### To do
Begin at the line containing "Task: point out each instance of the white cloud" and retype each line through the end of the records exactly. Include nothing else and no pictures.

[Region pointing data]
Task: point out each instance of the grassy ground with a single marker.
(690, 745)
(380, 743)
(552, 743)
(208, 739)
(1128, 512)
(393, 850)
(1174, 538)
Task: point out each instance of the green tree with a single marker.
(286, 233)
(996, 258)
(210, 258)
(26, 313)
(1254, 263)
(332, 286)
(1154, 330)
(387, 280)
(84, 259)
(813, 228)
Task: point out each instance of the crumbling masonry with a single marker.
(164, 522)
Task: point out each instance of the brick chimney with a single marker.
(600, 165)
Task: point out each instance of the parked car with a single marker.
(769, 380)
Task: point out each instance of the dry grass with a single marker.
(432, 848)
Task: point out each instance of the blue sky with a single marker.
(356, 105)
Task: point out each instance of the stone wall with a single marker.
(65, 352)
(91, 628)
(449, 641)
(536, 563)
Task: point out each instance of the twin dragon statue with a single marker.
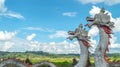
(102, 21)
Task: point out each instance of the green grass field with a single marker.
(60, 61)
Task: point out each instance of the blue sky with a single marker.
(43, 24)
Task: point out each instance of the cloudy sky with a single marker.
(42, 25)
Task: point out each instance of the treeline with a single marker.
(41, 53)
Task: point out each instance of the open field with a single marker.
(59, 60)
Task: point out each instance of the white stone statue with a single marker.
(102, 21)
(82, 37)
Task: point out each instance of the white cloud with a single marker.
(4, 35)
(5, 12)
(59, 34)
(69, 14)
(108, 2)
(94, 10)
(39, 29)
(30, 37)
(6, 46)
(34, 28)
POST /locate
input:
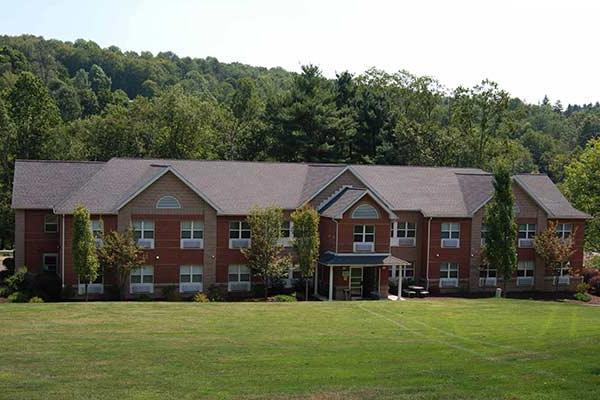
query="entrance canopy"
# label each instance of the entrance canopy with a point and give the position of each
(365, 260)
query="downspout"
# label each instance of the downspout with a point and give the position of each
(62, 251)
(428, 249)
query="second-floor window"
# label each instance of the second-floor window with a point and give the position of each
(364, 233)
(403, 233)
(450, 234)
(239, 234)
(564, 230)
(192, 234)
(97, 228)
(143, 231)
(286, 230)
(51, 223)
(526, 235)
(364, 238)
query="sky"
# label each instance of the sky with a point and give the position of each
(531, 48)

### Task result
Task: point out each instance of the white cloud with a single marker.
(4, 35)
(5, 12)
(59, 34)
(69, 14)
(108, 2)
(94, 10)
(39, 29)
(30, 37)
(6, 46)
(34, 28)
POST /locate
input:
query="entrance canopy"
# label each instance of the entrance canopy with a point and give the position of each
(365, 260)
query="downspout"
# label each instance of the downspout with a point and give the position of each
(62, 251)
(428, 249)
query="second-floor window"
# label each instance of the second-floor window with a point and give the position of each
(364, 233)
(403, 233)
(450, 234)
(239, 234)
(564, 230)
(192, 234)
(97, 228)
(143, 231)
(286, 230)
(51, 223)
(526, 235)
(364, 238)
query="sky"
# label each instance of the sky with a point and give the position of each
(531, 48)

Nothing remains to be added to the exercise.